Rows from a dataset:
** Start **

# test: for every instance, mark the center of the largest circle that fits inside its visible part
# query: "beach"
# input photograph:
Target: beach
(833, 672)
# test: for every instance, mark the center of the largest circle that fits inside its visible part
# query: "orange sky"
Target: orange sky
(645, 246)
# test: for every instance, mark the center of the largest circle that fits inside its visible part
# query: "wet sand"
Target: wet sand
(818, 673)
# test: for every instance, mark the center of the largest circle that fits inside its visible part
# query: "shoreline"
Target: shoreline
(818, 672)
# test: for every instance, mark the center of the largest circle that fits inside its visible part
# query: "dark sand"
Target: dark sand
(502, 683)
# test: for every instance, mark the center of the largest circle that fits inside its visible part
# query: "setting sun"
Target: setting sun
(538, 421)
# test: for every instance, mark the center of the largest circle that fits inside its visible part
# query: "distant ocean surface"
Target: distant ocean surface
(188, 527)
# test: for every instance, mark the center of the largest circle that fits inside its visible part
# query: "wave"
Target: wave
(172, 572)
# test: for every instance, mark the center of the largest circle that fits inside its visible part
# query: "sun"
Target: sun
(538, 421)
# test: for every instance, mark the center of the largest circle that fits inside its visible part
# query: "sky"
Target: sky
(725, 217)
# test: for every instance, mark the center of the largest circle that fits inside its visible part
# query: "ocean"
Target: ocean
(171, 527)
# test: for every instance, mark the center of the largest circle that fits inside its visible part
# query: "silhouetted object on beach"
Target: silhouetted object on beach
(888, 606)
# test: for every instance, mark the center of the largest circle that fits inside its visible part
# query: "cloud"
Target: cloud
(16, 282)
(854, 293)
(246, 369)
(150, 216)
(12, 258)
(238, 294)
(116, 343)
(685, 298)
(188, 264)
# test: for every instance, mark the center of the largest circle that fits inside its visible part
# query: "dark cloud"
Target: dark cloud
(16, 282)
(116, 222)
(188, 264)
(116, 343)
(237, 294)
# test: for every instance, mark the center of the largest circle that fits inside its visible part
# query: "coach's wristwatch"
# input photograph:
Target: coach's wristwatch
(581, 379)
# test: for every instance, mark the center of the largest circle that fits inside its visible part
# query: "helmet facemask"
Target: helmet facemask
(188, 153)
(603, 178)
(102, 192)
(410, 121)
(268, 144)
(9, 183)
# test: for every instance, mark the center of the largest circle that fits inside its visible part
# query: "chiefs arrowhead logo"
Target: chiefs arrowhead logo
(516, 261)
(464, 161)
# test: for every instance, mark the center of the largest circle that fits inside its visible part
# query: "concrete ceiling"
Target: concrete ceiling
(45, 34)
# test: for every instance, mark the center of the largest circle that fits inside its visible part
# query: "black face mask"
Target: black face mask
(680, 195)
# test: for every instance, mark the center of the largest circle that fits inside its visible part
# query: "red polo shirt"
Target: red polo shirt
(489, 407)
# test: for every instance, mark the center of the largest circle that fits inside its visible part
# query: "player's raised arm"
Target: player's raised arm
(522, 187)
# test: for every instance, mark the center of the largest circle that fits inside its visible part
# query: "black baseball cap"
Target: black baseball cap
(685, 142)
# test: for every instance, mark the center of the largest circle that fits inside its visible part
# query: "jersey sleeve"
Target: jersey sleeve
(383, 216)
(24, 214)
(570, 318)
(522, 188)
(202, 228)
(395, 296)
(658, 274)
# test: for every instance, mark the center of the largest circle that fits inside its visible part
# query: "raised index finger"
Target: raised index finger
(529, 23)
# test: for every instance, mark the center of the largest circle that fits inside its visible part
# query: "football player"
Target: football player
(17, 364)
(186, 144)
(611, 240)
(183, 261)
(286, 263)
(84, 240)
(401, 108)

** End **

Direction
Hand back the material above in full, exactly as written.

Answer below
# test: for every instance, mark the center of the largest circle that fits inside its visible part
# query: "beach"
# input photograph:
Target: beach
(833, 672)
# test: for every instance, mark the center of the largest circle that fits inside its visible part
# query: "orange sky"
Target: orange sky
(645, 246)
# test: for every instance, mark the center of the largest circle that fits inside its visible part
# query: "wet sand"
Target: wet sand
(818, 673)
# test: for every instance, mark the center of the largest circle that fits inside its visible part
# query: "shoreline"
Target: shoreline
(818, 672)
# test: for every instance, mark the center of the largest circle that fits inside its visible part
# query: "dark sand"
Target: dark sand
(502, 683)
# test: for every instance, mark the center of the largest circle that fits inside its visible part
# query: "setting sun"
Target: setting sun
(538, 421)
# test: for every instance, mark the center of the largest circle that fits inside its visible part
# query: "distant ocean surface"
Target: distant ocean surface
(188, 527)
# test: for every instance, mark the center of the largest circle that fits inside its visible part
# query: "wave"
Target: wave
(172, 572)
# test: for every instance, mark the center of the largest circle that fits inside its visible part
# query: "sun"
Target: sun
(538, 421)
# test: for every instance, mark the center of the largest circle that fits inside its visible part
# query: "sky"
Target: sky
(725, 217)
# test: for every instance, mark the center of the largest circle that fits inside its visible part
# query: "ocean"
Target: ocean
(171, 527)
# test: for every instance, mark the center of the largest circle that fits inside its visible part
# query: "silhouetted object on beach"
Target: silhouetted object on beach
(888, 606)
# test: for every instance, mark the center of the largest circle that fits inside its visible part
# query: "cloud"
Target: cloud
(16, 282)
(854, 293)
(246, 369)
(150, 216)
(12, 258)
(238, 294)
(116, 343)
(685, 298)
(188, 264)
# test: for every instance, mark the center of the largest circle that fits inside its visible part
# query: "dark cloud"
Target: dark cloud
(16, 282)
(116, 222)
(188, 264)
(116, 343)
(237, 294)
# test: for every instance, mark the center of the largest circle that fits inside its visible part
# query: "coach's wristwatch"
# input photograph:
Target: coach's wristwatch
(581, 379)
# test: for every instance, mark the center of the largest circle that fits inside its visible part
# query: "helmet facemask"
Target: helmet facemask
(188, 153)
(603, 178)
(102, 192)
(410, 121)
(268, 144)
(9, 183)
# test: for every instance, mark the center of the largest circle that fits inside its visible part
# query: "chiefs arrowhead logo"
Target: chiefs arrowhead logo
(516, 261)
(464, 161)
# test: for every instance, mark the center of the largest circle that fits inside its visible part
# query: "concrete ceiling"
Target: concrete ceiling
(45, 34)
# test: for every instance, mark the center of the largest circle that fits inside its visible part
# query: "black face mask"
Target: black face mask
(680, 195)
# test: for every instance, mark the center of the largest circle that fits inside its visible part
# query: "red polo shirt"
Target: red polo shirt
(489, 407)
# test: for every instance, mark the center of the largest circle that fits inside its visible part
# query: "player's raised arm"
Target: player's raised arm
(522, 187)
# test: for every instance, mark the center of the largest circle that fits inside its visible part
# query: "black baseball cap"
Target: black baseball cap
(685, 142)
# test: for every instance, mark the center of the largest circle that fits inside its visible part
# query: "jersey sleeve"
Target: jersey sleeve
(383, 216)
(24, 214)
(570, 318)
(522, 188)
(202, 228)
(395, 296)
(658, 274)
# test: for every instance, mark the center of the largest circle that fits inside its visible part
# query: "raised index finger"
Target: raised index finger
(529, 23)
# test: for every instance, mark the center of the largest circle that fits inside its visible part
# query: "football player"
Target: football player
(17, 364)
(186, 144)
(611, 240)
(183, 261)
(286, 263)
(84, 240)
(401, 108)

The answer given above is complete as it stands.